Directions ▸
All the data should be repeated exactly. Any image in it is left out.

Collected data entries:
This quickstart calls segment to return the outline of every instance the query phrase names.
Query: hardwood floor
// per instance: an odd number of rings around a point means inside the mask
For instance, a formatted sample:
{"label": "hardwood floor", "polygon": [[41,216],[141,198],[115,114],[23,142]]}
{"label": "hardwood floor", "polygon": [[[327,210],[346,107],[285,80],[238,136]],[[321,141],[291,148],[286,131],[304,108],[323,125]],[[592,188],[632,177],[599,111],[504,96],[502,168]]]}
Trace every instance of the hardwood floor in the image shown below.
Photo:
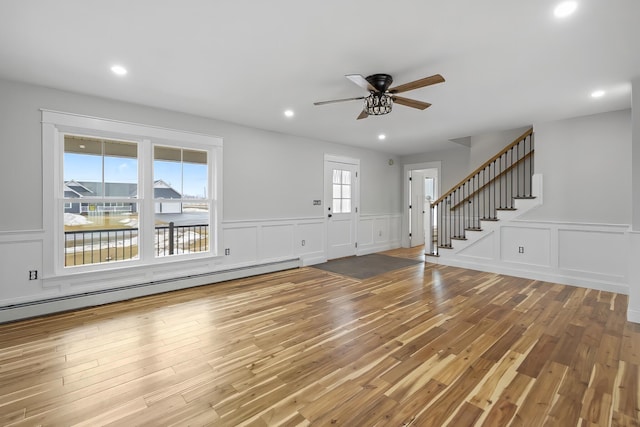
{"label": "hardwood floor", "polygon": [[0,424],[638,426],[626,308],[432,264],[235,280],[0,325]]}

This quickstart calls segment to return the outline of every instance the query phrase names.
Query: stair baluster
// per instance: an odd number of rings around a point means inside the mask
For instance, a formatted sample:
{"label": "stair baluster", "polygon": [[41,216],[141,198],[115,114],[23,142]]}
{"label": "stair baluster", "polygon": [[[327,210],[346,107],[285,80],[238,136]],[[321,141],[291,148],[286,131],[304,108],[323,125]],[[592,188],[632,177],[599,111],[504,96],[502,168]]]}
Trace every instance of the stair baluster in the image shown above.
{"label": "stair baluster", "polygon": [[469,230],[480,231],[481,220],[497,220],[498,210],[513,210],[514,199],[532,198],[533,154],[529,129],[433,202],[429,255],[452,248],[452,239],[466,239]]}

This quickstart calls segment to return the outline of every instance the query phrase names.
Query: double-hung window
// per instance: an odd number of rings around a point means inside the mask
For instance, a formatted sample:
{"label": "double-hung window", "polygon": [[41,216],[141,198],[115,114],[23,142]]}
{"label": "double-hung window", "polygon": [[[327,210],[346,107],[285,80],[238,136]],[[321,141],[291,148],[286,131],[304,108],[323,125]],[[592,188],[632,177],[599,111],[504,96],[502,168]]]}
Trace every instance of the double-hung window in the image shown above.
{"label": "double-hung window", "polygon": [[138,143],[60,137],[64,266],[139,259]]}
{"label": "double-hung window", "polygon": [[43,111],[45,270],[217,255],[222,140]]}

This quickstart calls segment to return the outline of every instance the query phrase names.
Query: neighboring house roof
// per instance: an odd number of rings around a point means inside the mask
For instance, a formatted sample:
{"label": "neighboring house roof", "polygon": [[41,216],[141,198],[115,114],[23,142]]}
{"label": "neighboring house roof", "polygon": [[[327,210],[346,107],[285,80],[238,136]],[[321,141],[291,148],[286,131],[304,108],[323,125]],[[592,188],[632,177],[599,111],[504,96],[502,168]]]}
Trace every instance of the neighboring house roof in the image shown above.
{"label": "neighboring house roof", "polygon": [[76,193],[73,190],[64,190],[64,197],[67,199],[79,199],[80,197],[82,197],[81,195],[79,195],[78,193]]}
{"label": "neighboring house roof", "polygon": [[[82,198],[95,197],[100,194],[101,183],[95,181],[67,181],[65,182],[64,197]],[[138,185],[124,182],[106,182],[105,190],[109,197],[135,198],[138,195]],[[182,195],[171,185],[159,179],[153,183],[153,196],[157,199],[180,199]]]}
{"label": "neighboring house roof", "polygon": [[154,188],[153,197],[156,199],[180,199],[182,196],[173,188]]}
{"label": "neighboring house roof", "polygon": [[182,195],[169,184],[159,179],[153,183],[153,197],[156,199],[180,199]]}
{"label": "neighboring house roof", "polygon": [[[87,186],[73,179],[71,181],[65,182],[65,197],[67,197],[66,195],[67,189],[76,193],[78,197],[90,197],[95,194],[95,192],[87,188]],[[74,196],[68,196],[68,197],[74,197]]]}
{"label": "neighboring house roof", "polygon": [[67,186],[67,184],[64,185],[64,197],[66,198],[72,198],[72,199],[77,199],[82,197],[80,194],[78,194],[77,191],[75,191],[74,189],[70,188],[69,186]]}

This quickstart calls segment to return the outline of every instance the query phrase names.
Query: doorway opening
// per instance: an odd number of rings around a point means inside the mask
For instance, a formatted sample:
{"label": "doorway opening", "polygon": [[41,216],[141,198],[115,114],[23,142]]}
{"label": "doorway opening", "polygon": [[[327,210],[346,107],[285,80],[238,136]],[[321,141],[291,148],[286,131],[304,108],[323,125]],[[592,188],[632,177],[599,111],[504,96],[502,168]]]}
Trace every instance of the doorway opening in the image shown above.
{"label": "doorway opening", "polygon": [[405,165],[402,246],[406,248],[424,245],[432,238],[430,208],[440,194],[440,162]]}

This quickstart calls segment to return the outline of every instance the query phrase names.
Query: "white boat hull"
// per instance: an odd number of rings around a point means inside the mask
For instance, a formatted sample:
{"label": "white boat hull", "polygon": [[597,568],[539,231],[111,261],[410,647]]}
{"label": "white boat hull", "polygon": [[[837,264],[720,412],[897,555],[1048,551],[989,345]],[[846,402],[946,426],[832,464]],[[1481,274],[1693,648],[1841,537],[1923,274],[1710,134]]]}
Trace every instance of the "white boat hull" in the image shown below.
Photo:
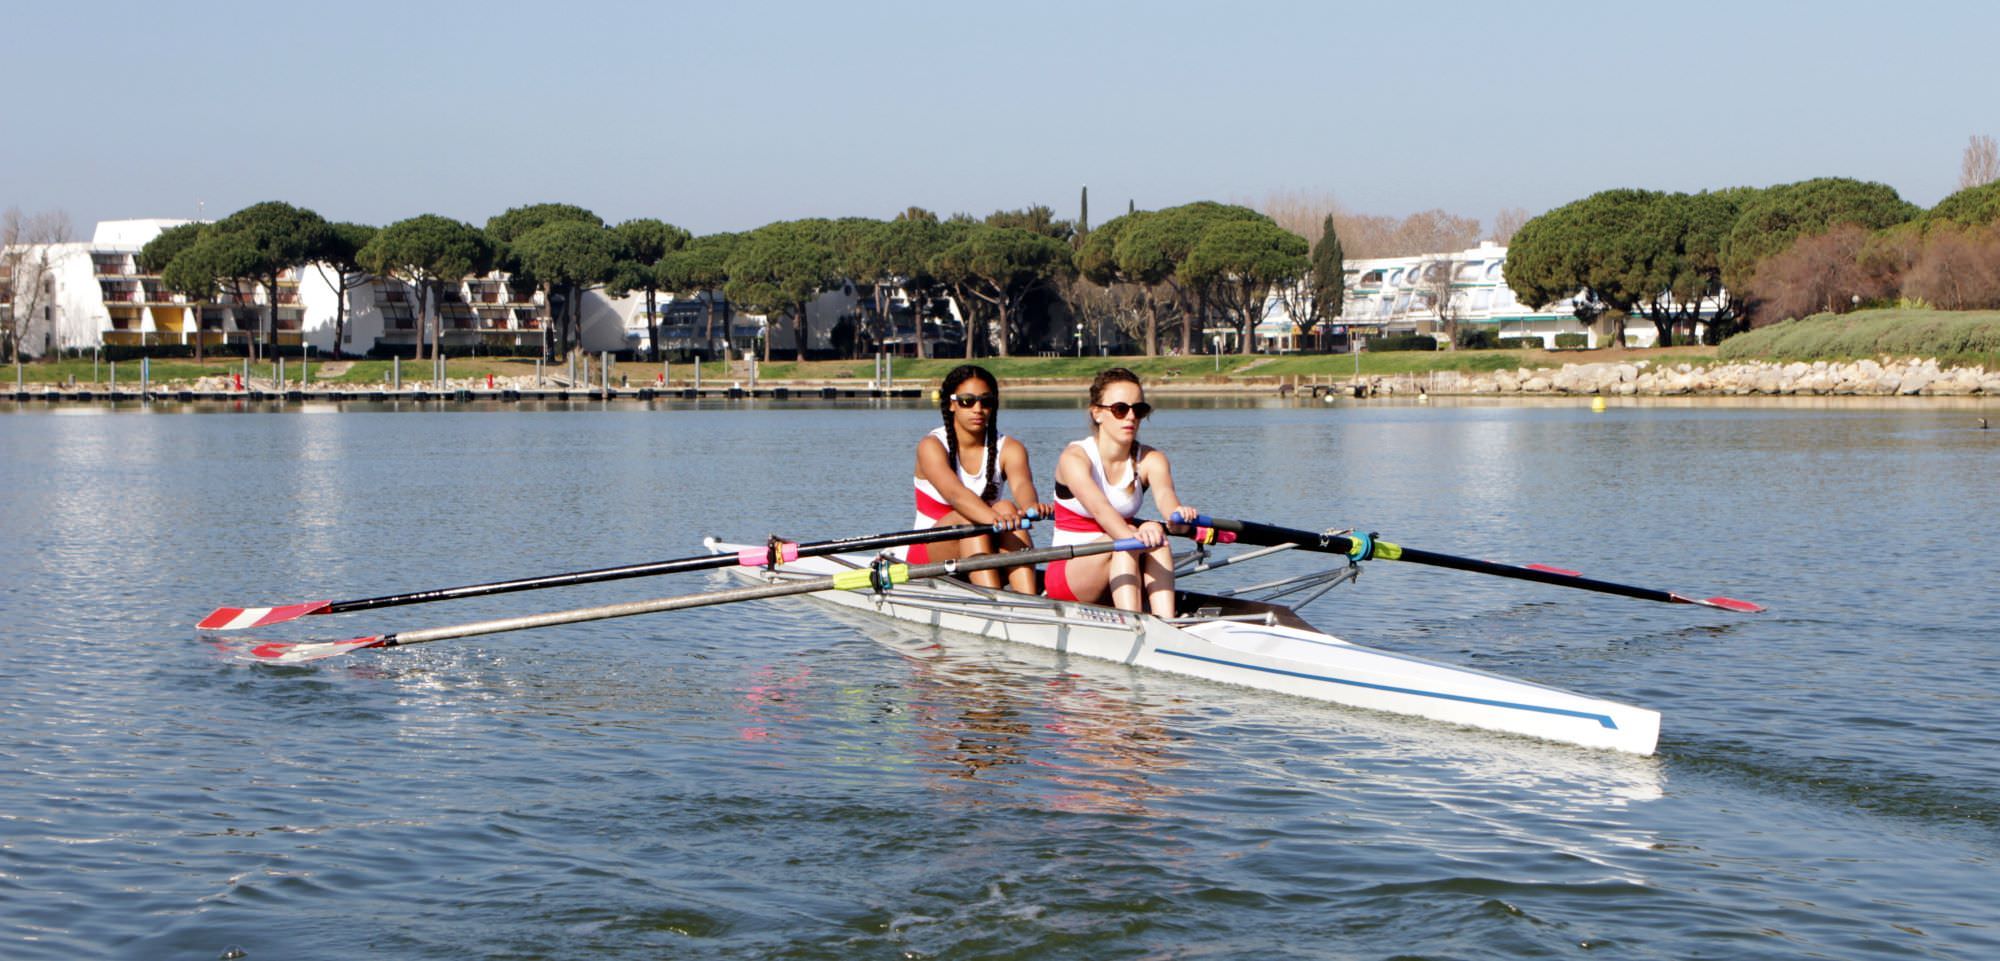
{"label": "white boat hull", "polygon": [[[743,548],[716,544],[714,549],[733,553]],[[778,581],[834,574],[869,560],[863,555],[802,558],[775,572],[735,571]],[[1652,754],[1659,740],[1657,711],[1363,647],[1282,623],[1169,623],[1095,605],[987,591],[945,578],[881,594],[826,591],[808,596],[944,631],[1489,731],[1641,755]]]}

Result ▸
This quickstart calls segment to return the outline of every instance the query phrase names.
Query: hardwood floor
// per instance: an odd number of rings around a point means inside the mask
For instance, a formatted sample:
{"label": "hardwood floor", "polygon": [[41,216],[141,198],[115,114],[23,142]]}
{"label": "hardwood floor", "polygon": [[[327,210],[346,107],[285,80],[238,136]],[[321,141],[291,148],[286,131],[304,108],[323,125]],[[592,188],[632,177],[599,111],[504,96],[502,168]]]}
Trace every instance of the hardwood floor in the image shown below.
Photo:
{"label": "hardwood floor", "polygon": [[0,424],[638,426],[626,308],[432,264],[235,280],[0,325]]}

This quickstart calls segment to return the outline of every instance the query phrase names.
Query: stair baluster
// per instance: an odd number of rings around a point means inside the mask
For instance, a formatted sample:
{"label": "stair baluster", "polygon": [[41,216],[141,198],[115,114],[23,142]]}
{"label": "stair baluster", "polygon": [[[327,210],[346,107],[285,80],[238,136]],[[321,141],[291,148],[286,131],[304,108],[323,125]],[[592,188],[632,177],[599,111],[504,96],[502,168]]]}
Trace every instance of the stair baluster in the image shown above.
{"label": "stair baluster", "polygon": [[469,230],[480,231],[481,220],[497,220],[498,210],[513,210],[514,199],[532,198],[533,154],[529,129],[433,202],[429,255],[452,248],[452,239],[466,239]]}

This quickstart calls segment to return the outline of every instance the query phrase names.
Query: double-hung window
// per instance: an odd number of rings around a point means inside the mask
For instance, a formatted sample:
{"label": "double-hung window", "polygon": [[41,216],[141,198],[115,114],[23,142]]}
{"label": "double-hung window", "polygon": [[[327,210],[346,107],[285,80],[238,136]],[[321,141],[291,148],[286,131],[304,108],[323,125]],[[592,188],[632,177],[599,111],[504,96],[502,168]]]}
Trace every instance of the double-hung window in the image shown above.
{"label": "double-hung window", "polygon": [[138,143],[60,137],[64,266],[139,259]]}
{"label": "double-hung window", "polygon": [[43,111],[45,270],[217,255],[222,140]]}

This quickstart calls segment to return the outline of every instance the query phrase names.
Query: neighboring house roof
// per instance: an odd number of rings around a point means inside the mask
For instance, a formatted sample:
{"label": "neighboring house roof", "polygon": [[41,216],[141,198],[115,114],[23,142]]}
{"label": "neighboring house roof", "polygon": [[[327,210],[346,107],[285,80],[238,136]],[[321,141],[291,148],[286,131],[304,108],[323,125]],[[592,188],[632,177],[599,111],[504,96],[502,168]]]}
Trace every instance of the neighboring house roof in the image shown above.
{"label": "neighboring house roof", "polygon": [[76,193],[73,190],[64,190],[64,197],[67,199],[79,199],[80,197],[82,197],[81,195],[79,195],[78,193]]}
{"label": "neighboring house roof", "polygon": [[[82,198],[95,197],[100,194],[101,183],[95,181],[67,181],[65,182],[64,197]],[[138,185],[124,182],[106,182],[105,190],[109,197],[135,198],[138,195]],[[182,195],[171,185],[159,179],[153,183],[153,196],[157,199],[180,199]]]}
{"label": "neighboring house roof", "polygon": [[154,188],[153,197],[156,199],[180,199],[182,196],[173,188]]}
{"label": "neighboring house roof", "polygon": [[182,195],[169,184],[159,179],[153,183],[153,197],[156,199],[180,199]]}
{"label": "neighboring house roof", "polygon": [[[87,186],[73,179],[71,181],[65,182],[65,197],[67,197],[66,195],[67,189],[76,193],[78,197],[90,197],[95,194],[95,192],[87,188]],[[74,196],[68,196],[68,197],[74,197]]]}
{"label": "neighboring house roof", "polygon": [[67,186],[67,184],[64,185],[64,197],[66,198],[72,198],[72,199],[77,199],[82,197],[80,194],[78,194],[77,191],[75,191],[74,189],[70,188],[69,186]]}

This quickstart calls segment to return the outline of every instance the query phrase names.
Query: doorway opening
// per instance: an odd number of rings around a point means inside the mask
For instance, a formatted sample:
{"label": "doorway opening", "polygon": [[41,216],[141,198],[115,114],[23,142]]}
{"label": "doorway opening", "polygon": [[[327,210],[346,107],[285,80],[238,136]],[[321,141],[291,148],[286,131],[304,108],[323,125]],[[592,188],[632,177],[599,111],[504,96],[502,168]]]}
Trace every instance of the doorway opening in the image shown above.
{"label": "doorway opening", "polygon": [[405,165],[402,246],[406,248],[424,245],[432,238],[430,208],[440,194],[440,162]]}

This quickstart calls segment to return the outline of every instance the query phrase names.
Query: "white boat hull"
// per instance: an odd number of rings around a point means inside the mask
For instance, a formatted sample:
{"label": "white boat hull", "polygon": [[597,568],[539,231],[111,261],[410,647]]}
{"label": "white boat hull", "polygon": [[[837,264],[720,412],[897,555],[1048,551],[989,345]],[[846,402],[946,426],[832,464]],[[1481,274],[1693,648],[1841,537],[1923,274],[1710,134]]]}
Trace every instance of the "white boat hull" in the image shown below.
Photo:
{"label": "white boat hull", "polygon": [[[743,548],[716,544],[714,549],[733,553]],[[778,581],[834,574],[869,560],[863,555],[802,558],[775,572],[735,571]],[[1652,754],[1659,740],[1657,711],[1363,647],[1282,623],[1169,623],[1095,605],[987,591],[945,578],[881,594],[826,591],[808,596],[944,631],[1489,731],[1641,755]]]}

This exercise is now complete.